Teks hasil ekstraksi:
Merger Axiata-Telenor Dikabarkan Batal, XL Angkat Suara

Rahajeng Kusumo Hastuti, CNBC Indonesia
05 September 2019 16:58
Dian Siswarini menegaskan rencana merger induk perusahaan dengan Telenor masih berjalan.
Foto: Dian Siswarini, Presiden Direktur XL Axiata (tengah)/Syahrizal Sidik

Jakarta, CNBC Indonesia - Direktur Utama PT XL Axiata Tbk. (EXCL) Dian Siswarini menegaskan rencana merger antara induk usaha perseroan, Axiata Group Bhd Malaysia, dengan perusahaan telekomunikasi Norwegia, Telenor ASA, masih berlanjut.

Meski demikian dia mengakui pembahasan antara keduanya cukup alot, karena merupakan dua perusahaan telekomunikasi besar di dunia.

"Ini adalah one of biggest merger, dan perusahaan global, due dilligence [uji tuntas] masih berlangsung. Dulu XL dengan Axis [akuisisi] yang satu negara saja ribet," kata Dian di kantornya, Kamis (05/09/2019).

Materi yang disediakan:

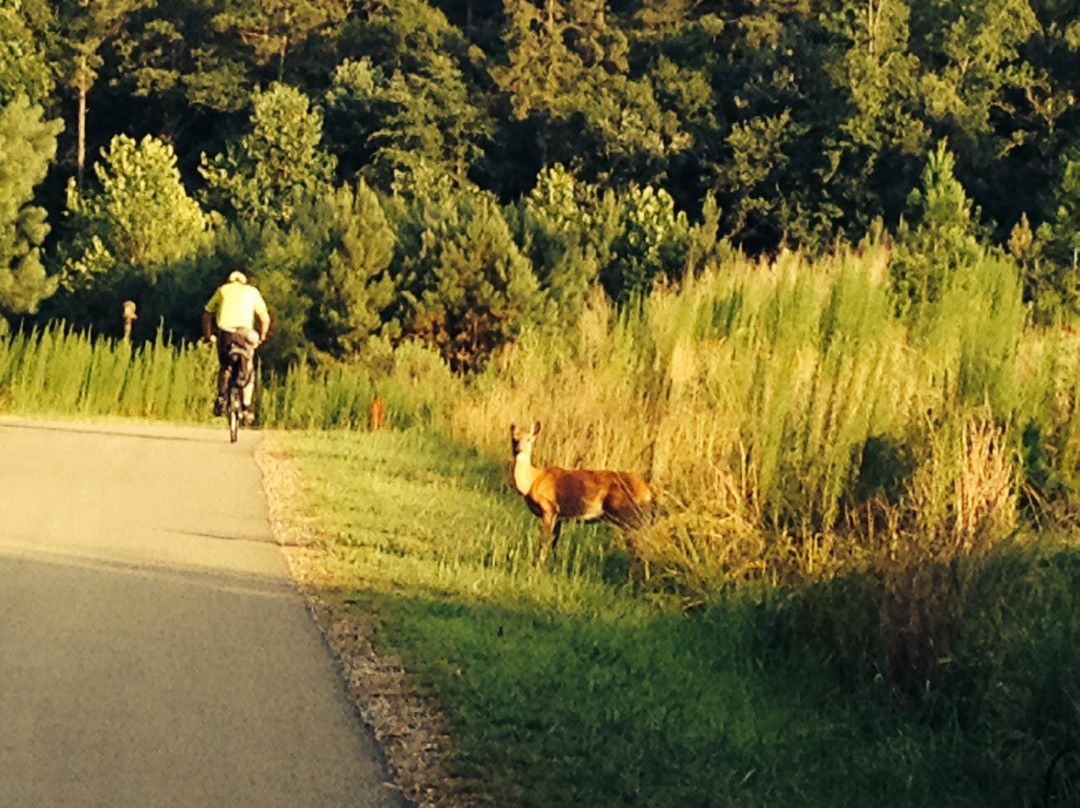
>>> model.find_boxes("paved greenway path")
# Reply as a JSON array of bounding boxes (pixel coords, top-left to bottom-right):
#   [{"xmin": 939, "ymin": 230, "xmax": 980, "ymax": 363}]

Kerjakan berikut ini:
1. Jawablah pertanyaan berikut berdasarkan teks berita tentang merger Axiata-Telenor.
(a) Kapan teks berita ini diterbitkan?
(b) Dari negara mana Telenor ASA berasal?
(c) Perusahaan apa yang disebut Dian pernah diakuisisi XL?
2. Lanjutkan teks berita tentang merger Axiata-Telenor, dimulai setelah kalimat terakhirnya.
Materi tersebut tidak ada kaitannya dengan teks berita.

Jawaban tiap tugas:
1.
(a) 05 September 2019 pukul 16:58.
(b) Norwegia.
(c) Axis.

2.
Dian menyampaikan banyak sentimen yang muncul di tengah pembahasan merger. Namun menurutnya intensi dari kedua perusahaan untuk merger juga masih sangat tinggi. Untuk XL sendiri, sebagai anak usaha, dampak dari merger ini tidak terlalu besar.


Direktur Keuangan XL Axiata, Mohamed Adlan Bin Ahmad Tajuddin mengatakan meski ada sentimen-sentimen negatif salah satunya mengenai minyak kelapa sawit (crude palm oil/CPO) pembahasan merger masih berjalan.

Selain itu dia mengingatkan Norwegia bukanlah bagian dari Uni Eropa, sehingga sentimen CPO harusnya tidak berpengaruh. Data situs resmi European Union mengungkapkan bahwa Norwegia tidak termasuk di dalam UE, tetapi hanya masuk Kawasan Schengen, sebuah kawasan yang terdiri dari 26 negara Eropa yang resmi menghapus kebijakan paspor dan semua jenis kontrol perbatasan.

Setidaknya ada empat negara kawasan ini yang bukan anggota UE yakni Islandia, Liechtenstein, Norwegia, dan Swiss.

"Mata uang mereka masih Crown, banyak sentimen yang ada tapi pada kenyataannya diskusi masih berjalan meski berlangsung lebih lama. Tapi semua tetap berjalan," kata Adlan.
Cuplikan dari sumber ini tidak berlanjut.